**WHAT TO WORK ON**:
All records that follow are to be copied exactly, with images omitted.

**EXTRACTED ENTRIES**:
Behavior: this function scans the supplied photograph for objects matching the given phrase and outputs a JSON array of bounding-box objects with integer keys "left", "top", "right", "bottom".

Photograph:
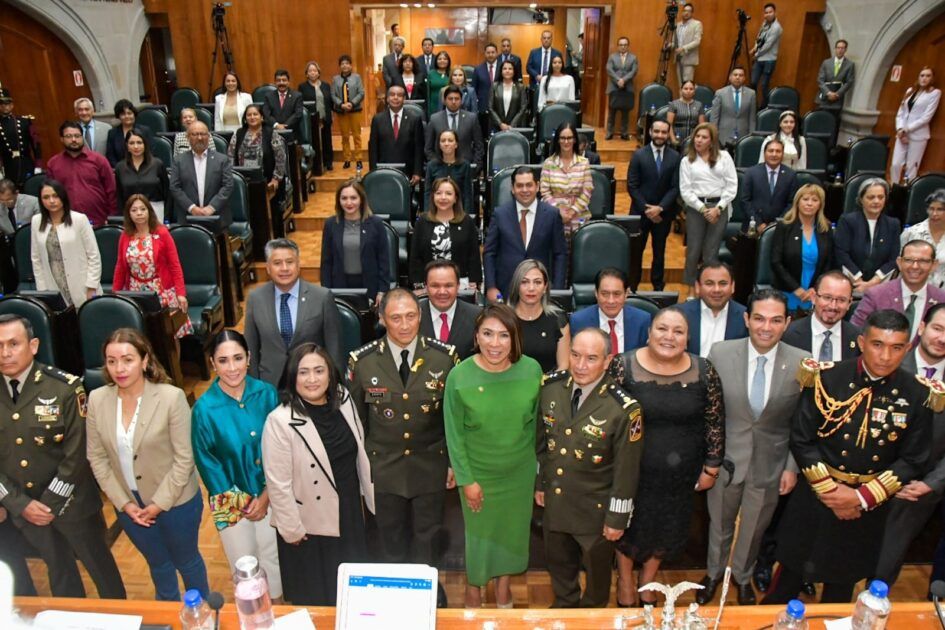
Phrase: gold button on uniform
[
  {"left": 843, "top": 434, "right": 850, "bottom": 440},
  {"left": 12, "top": 413, "right": 19, "bottom": 420},
  {"left": 403, "top": 432, "right": 410, "bottom": 439},
  {"left": 841, "top": 450, "right": 848, "bottom": 457},
  {"left": 19, "top": 460, "right": 28, "bottom": 468},
  {"left": 15, "top": 437, "right": 23, "bottom": 445},
  {"left": 402, "top": 393, "right": 409, "bottom": 400},
  {"left": 403, "top": 413, "right": 410, "bottom": 420},
  {"left": 25, "top": 482, "right": 33, "bottom": 489},
  {"left": 404, "top": 449, "right": 411, "bottom": 455},
  {"left": 556, "top": 468, "right": 563, "bottom": 476},
  {"left": 554, "top": 488, "right": 562, "bottom": 495},
  {"left": 559, "top": 448, "right": 567, "bottom": 455},
  {"left": 872, "top": 455, "right": 880, "bottom": 462},
  {"left": 565, "top": 428, "right": 572, "bottom": 435}
]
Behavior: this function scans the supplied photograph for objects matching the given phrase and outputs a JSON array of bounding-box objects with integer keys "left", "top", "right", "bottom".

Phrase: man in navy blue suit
[
  {"left": 628, "top": 119, "right": 680, "bottom": 291},
  {"left": 741, "top": 139, "right": 798, "bottom": 230},
  {"left": 526, "top": 30, "right": 564, "bottom": 85},
  {"left": 678, "top": 262, "right": 748, "bottom": 356},
  {"left": 498, "top": 38, "right": 523, "bottom": 83},
  {"left": 415, "top": 37, "right": 436, "bottom": 83},
  {"left": 484, "top": 166, "right": 568, "bottom": 302},
  {"left": 471, "top": 43, "right": 500, "bottom": 111},
  {"left": 570, "top": 268, "right": 651, "bottom": 354}
]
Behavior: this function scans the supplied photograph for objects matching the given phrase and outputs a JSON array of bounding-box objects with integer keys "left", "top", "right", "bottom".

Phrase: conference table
[{"left": 13, "top": 597, "right": 944, "bottom": 629}]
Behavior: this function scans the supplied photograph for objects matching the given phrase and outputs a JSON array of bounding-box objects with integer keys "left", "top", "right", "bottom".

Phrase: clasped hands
[{"left": 818, "top": 484, "right": 863, "bottom": 520}]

**WRITTEN RESPONSE**:
Behavior: this function scans the supplied photograph for objects matching the given phrase and outputs a JSON array of bounding-box objects with integer keys "left", "top", "right", "bottom".

Photograph:
Phrase: gold button on uniform
[
  {"left": 843, "top": 434, "right": 850, "bottom": 440},
  {"left": 12, "top": 413, "right": 19, "bottom": 420},
  {"left": 403, "top": 432, "right": 410, "bottom": 439},
  {"left": 841, "top": 450, "right": 848, "bottom": 457},
  {"left": 19, "top": 460, "right": 28, "bottom": 468},
  {"left": 15, "top": 437, "right": 23, "bottom": 445},
  {"left": 402, "top": 393, "right": 409, "bottom": 400},
  {"left": 403, "top": 413, "right": 410, "bottom": 420},
  {"left": 25, "top": 482, "right": 33, "bottom": 489},
  {"left": 404, "top": 449, "right": 411, "bottom": 455},
  {"left": 556, "top": 468, "right": 563, "bottom": 476},
  {"left": 554, "top": 488, "right": 562, "bottom": 495},
  {"left": 559, "top": 448, "right": 567, "bottom": 455},
  {"left": 872, "top": 455, "right": 880, "bottom": 462},
  {"left": 565, "top": 428, "right": 572, "bottom": 435}
]
Behavior: this function scans the supplied photograph for objects matching the given phrase and outputs a JSON array of bounding-box objects with integer keys "left", "top", "right", "bottom".

Phrase: man in navy blue suit
[
  {"left": 628, "top": 119, "right": 680, "bottom": 291},
  {"left": 741, "top": 139, "right": 798, "bottom": 230},
  {"left": 526, "top": 30, "right": 564, "bottom": 85},
  {"left": 678, "top": 262, "right": 748, "bottom": 356},
  {"left": 498, "top": 38, "right": 523, "bottom": 83},
  {"left": 415, "top": 37, "right": 436, "bottom": 83},
  {"left": 484, "top": 166, "right": 568, "bottom": 302},
  {"left": 471, "top": 43, "right": 500, "bottom": 111},
  {"left": 570, "top": 268, "right": 651, "bottom": 354}
]
Behavior: this function scans the supplied photograph for objects matching the given phrase and outputs a JSON array of bounding-box objects with integer keys "left", "top", "right", "bottom".

Phrase: conference table
[{"left": 13, "top": 597, "right": 944, "bottom": 629}]
Behavior: this function scans the supplied photograph for objects matching the given phrase and outputs a JSON array of bounding-box objects with integer keys "left", "top", "right", "bottom".

Phrase: clasped hands
[{"left": 818, "top": 484, "right": 863, "bottom": 520}]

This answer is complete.